▶ [TASK PROMPT]: Find every line in the items below that contains the word "holding", matching case exactly, and copy each of those lines.

▶ [Stored data]:
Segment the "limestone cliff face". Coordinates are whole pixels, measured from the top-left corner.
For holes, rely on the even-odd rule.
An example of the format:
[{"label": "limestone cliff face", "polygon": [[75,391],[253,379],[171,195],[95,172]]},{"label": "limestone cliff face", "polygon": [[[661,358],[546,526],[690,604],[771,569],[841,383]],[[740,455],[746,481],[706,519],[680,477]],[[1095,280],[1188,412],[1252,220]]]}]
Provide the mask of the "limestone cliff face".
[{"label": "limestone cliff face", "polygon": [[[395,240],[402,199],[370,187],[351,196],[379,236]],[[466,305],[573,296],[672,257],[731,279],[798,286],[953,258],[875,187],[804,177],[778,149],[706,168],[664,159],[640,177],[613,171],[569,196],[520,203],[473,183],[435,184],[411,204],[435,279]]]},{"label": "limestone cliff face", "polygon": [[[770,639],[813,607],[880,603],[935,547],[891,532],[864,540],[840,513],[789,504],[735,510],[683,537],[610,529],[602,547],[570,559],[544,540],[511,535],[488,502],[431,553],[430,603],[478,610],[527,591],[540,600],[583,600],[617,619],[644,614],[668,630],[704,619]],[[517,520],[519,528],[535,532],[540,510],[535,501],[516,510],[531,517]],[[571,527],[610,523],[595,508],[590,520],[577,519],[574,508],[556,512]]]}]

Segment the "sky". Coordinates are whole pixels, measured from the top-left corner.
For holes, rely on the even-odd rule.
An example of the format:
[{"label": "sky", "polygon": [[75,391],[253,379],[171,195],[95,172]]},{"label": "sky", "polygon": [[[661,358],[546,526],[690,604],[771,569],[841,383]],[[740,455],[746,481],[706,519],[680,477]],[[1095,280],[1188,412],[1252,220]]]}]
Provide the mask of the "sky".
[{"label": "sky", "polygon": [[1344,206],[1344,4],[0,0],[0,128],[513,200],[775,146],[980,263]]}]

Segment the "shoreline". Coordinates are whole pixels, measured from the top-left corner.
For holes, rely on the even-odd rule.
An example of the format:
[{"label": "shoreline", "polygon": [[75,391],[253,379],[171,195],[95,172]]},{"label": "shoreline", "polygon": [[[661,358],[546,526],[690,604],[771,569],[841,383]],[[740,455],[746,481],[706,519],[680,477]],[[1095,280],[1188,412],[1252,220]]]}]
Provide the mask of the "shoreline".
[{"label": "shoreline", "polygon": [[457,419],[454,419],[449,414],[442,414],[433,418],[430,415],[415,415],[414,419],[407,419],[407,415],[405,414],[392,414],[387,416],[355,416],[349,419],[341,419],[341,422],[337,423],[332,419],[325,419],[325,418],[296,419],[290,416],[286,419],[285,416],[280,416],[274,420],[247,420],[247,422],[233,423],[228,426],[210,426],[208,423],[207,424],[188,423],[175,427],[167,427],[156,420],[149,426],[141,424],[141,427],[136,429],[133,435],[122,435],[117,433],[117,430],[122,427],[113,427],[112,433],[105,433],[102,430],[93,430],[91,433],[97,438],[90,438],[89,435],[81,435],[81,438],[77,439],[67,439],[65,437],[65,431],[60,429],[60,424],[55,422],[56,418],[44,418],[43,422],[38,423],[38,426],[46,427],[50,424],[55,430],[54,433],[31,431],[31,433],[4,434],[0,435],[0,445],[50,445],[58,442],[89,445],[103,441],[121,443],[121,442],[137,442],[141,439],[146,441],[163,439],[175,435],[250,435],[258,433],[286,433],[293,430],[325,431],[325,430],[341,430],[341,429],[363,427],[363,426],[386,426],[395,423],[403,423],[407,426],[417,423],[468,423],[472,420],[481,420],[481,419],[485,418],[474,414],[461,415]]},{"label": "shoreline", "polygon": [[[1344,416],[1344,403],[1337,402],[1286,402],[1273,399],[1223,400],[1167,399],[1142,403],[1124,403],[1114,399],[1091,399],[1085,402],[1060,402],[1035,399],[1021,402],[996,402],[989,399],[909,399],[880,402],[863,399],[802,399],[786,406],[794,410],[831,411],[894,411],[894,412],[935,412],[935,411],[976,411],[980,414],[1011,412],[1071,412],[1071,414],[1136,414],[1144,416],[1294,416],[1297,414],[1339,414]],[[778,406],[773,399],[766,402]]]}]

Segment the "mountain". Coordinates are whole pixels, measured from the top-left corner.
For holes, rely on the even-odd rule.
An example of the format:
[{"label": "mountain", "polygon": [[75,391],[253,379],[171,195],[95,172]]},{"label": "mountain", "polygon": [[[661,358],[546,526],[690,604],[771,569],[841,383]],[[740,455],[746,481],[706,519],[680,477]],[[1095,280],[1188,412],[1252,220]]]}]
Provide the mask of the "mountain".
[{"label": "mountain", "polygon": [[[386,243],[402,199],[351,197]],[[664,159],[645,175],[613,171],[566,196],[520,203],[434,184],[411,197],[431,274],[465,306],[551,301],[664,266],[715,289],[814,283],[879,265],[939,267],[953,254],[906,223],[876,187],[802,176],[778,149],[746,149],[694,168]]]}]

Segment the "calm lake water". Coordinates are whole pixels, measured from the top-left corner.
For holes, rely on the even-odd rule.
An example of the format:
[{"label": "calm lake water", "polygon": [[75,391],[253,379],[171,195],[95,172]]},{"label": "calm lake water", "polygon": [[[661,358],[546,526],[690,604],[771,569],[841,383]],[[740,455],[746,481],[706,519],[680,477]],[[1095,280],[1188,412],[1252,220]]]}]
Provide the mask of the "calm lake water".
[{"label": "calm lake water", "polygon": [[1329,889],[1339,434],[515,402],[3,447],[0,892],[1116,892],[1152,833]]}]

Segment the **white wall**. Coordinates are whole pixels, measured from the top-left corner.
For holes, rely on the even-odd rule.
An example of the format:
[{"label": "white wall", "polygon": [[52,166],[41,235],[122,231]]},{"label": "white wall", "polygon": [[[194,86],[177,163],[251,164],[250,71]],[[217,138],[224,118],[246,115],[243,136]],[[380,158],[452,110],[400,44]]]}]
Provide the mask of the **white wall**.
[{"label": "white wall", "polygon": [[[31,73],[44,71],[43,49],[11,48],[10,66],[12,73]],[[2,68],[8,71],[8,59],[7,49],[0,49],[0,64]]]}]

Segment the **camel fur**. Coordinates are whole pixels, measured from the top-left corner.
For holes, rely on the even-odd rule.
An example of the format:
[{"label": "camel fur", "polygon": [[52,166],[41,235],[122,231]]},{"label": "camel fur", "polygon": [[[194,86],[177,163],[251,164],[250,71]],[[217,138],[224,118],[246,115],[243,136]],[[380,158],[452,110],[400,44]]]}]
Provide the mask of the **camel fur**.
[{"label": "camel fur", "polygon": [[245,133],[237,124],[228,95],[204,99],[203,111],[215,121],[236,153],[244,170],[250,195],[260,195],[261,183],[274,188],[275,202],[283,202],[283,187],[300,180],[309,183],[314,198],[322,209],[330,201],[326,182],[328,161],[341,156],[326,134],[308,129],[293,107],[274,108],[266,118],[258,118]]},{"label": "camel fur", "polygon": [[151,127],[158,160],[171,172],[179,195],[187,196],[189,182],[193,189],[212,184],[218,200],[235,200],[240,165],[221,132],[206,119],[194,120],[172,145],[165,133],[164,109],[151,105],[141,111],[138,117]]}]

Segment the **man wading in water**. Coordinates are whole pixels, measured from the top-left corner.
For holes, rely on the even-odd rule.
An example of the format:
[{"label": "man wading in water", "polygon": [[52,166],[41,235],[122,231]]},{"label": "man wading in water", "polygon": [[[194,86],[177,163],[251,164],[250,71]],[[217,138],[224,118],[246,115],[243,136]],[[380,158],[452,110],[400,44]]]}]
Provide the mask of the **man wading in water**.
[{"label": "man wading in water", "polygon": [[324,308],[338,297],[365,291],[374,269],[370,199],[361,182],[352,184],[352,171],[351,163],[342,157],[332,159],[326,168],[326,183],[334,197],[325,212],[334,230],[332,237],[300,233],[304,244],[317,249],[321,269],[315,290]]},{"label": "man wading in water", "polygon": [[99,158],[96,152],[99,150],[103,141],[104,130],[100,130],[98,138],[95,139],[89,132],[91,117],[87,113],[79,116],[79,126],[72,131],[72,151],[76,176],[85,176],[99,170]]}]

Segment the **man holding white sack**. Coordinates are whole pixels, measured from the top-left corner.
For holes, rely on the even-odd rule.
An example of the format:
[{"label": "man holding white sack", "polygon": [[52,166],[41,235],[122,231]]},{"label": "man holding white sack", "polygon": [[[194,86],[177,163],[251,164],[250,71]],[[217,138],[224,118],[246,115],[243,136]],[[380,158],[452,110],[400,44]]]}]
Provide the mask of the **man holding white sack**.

▶ [CORRECT RESULT]:
Segment the **man holding white sack**. Coordinates are whole pixels, measured from the top-left corner.
[{"label": "man holding white sack", "polygon": [[52,166],[41,235],[122,231]]},{"label": "man holding white sack", "polygon": [[[194,86],[177,163],[251,164],[250,71]],[[217,138],[224,118],[246,115],[243,136]],[[380,158],[452,110],[400,44]]]}]
Provide the mask of the **man holding white sack**.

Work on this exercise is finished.